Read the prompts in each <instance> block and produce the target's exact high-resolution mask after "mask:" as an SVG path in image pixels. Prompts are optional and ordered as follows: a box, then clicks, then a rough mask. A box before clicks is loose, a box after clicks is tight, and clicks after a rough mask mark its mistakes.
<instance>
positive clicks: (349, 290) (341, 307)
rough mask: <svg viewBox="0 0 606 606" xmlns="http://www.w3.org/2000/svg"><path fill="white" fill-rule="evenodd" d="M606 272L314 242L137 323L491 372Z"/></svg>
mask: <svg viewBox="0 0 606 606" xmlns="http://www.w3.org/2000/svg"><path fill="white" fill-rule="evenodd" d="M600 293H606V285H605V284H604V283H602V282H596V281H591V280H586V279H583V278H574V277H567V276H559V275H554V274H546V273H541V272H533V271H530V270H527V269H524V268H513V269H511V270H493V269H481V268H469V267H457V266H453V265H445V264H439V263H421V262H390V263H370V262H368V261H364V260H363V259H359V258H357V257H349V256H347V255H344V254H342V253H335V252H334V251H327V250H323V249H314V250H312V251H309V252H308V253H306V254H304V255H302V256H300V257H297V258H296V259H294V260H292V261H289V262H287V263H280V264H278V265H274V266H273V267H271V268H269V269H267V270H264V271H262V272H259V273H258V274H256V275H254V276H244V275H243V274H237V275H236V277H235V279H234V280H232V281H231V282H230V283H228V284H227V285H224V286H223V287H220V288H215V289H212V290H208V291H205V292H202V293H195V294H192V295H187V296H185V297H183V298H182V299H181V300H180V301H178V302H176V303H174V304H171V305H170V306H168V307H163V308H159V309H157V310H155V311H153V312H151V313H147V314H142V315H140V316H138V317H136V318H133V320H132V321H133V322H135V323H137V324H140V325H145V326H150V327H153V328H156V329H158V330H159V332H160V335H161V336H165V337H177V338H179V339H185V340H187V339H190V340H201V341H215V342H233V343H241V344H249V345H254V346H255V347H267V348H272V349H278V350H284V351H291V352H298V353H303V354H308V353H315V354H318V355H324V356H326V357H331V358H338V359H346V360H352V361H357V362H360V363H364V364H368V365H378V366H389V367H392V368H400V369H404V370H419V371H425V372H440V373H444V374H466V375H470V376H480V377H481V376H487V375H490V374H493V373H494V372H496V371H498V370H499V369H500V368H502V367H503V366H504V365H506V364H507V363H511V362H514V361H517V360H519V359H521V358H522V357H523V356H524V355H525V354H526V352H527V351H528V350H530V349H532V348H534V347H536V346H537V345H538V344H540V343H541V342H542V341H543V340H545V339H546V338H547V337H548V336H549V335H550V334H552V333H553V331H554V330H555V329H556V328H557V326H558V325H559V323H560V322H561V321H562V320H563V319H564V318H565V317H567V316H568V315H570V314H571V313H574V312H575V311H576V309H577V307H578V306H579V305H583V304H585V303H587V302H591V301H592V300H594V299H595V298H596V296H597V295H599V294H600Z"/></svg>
####
What is being asked: Using the listing above, write every line out again exactly.

Expected answer:
Read the prompts in each <instance> block and produce the target's exact high-resolution mask after "mask:" as an SVG path in image pixels. Prompts are optional and ordered as follows: a box, then clicks, then a rough mask. A box before clicks is loose, a box after clicks is tight, and clicks after a rough mask mark its mistakes.
<instance>
positive clicks: (349, 290) (341, 307)
rough mask: <svg viewBox="0 0 606 606" xmlns="http://www.w3.org/2000/svg"><path fill="white" fill-rule="evenodd" d="M606 272L314 242L137 323L491 372Z"/></svg>
mask: <svg viewBox="0 0 606 606" xmlns="http://www.w3.org/2000/svg"><path fill="white" fill-rule="evenodd" d="M600 293H606V285H605V284H604V283H602V282H596V281H591V280H586V279H583V278H574V277H567V276H559V275H554V274H546V273H541V272H533V271H530V270H527V269H524V268H513V269H511V270H493V269H481V268H469V267H457V266H453V265H445V264H439V263H421V262H390V263H370V262H368V261H364V260H363V259H359V258H357V257H349V256H347V255H344V254H342V253H335V252H334V251H327V250H323V249H314V250H312V251H309V252H308V253H306V254H304V255H302V256H300V257H297V258H296V259H294V260H292V261H289V262H287V263H280V264H278V265H274V266H273V267H271V268H269V269H267V270H264V271H262V272H259V273H258V274H256V275H254V276H244V275H243V274H237V275H236V277H235V279H234V280H232V281H231V282H230V283H228V284H227V285H224V286H223V287H220V288H215V289H212V290H208V291H205V292H202V293H195V294H192V295H187V296H185V297H183V298H182V299H181V300H180V301H178V302H176V303H174V304H171V305H170V306H168V307H163V308H159V309H157V310H155V311H153V312H151V313H147V314H142V315H140V316H138V317H136V318H133V320H132V321H133V322H135V323H137V324H140V325H145V326H150V327H153V328H156V329H158V330H159V332H160V335H161V336H165V337H177V338H179V339H185V340H187V339H190V340H201V341H215V342H233V343H241V344H249V345H254V346H255V347H267V348H272V349H278V350H284V351H291V352H298V353H303V354H308V353H315V354H318V355H324V356H326V357H331V358H338V359H346V360H352V361H357V362H360V363H364V364H368V365H378V366H389V367H392V368H400V369H404V370H419V371H425V372H440V373H444V374H466V375H470V376H480V377H481V376H487V375H490V374H493V373H494V372H496V371H498V370H499V369H500V368H502V367H503V366H504V365H506V364H507V363H511V362H514V361H517V360H519V359H521V358H522V357H523V356H524V355H525V354H526V352H527V351H528V350H530V349H532V348H534V347H536V346H537V345H538V344H540V343H541V342H542V341H543V340H545V339H546V338H547V337H548V336H549V335H550V334H552V333H553V331H554V330H555V329H556V328H557V326H558V325H559V323H560V322H561V321H562V320H563V319H564V318H565V317H567V316H568V315H570V314H571V313H574V312H575V311H576V309H577V307H578V306H579V305H583V304H585V303H587V302H591V301H592V300H594V299H595V298H596V296H597V295H599V294H600Z"/></svg>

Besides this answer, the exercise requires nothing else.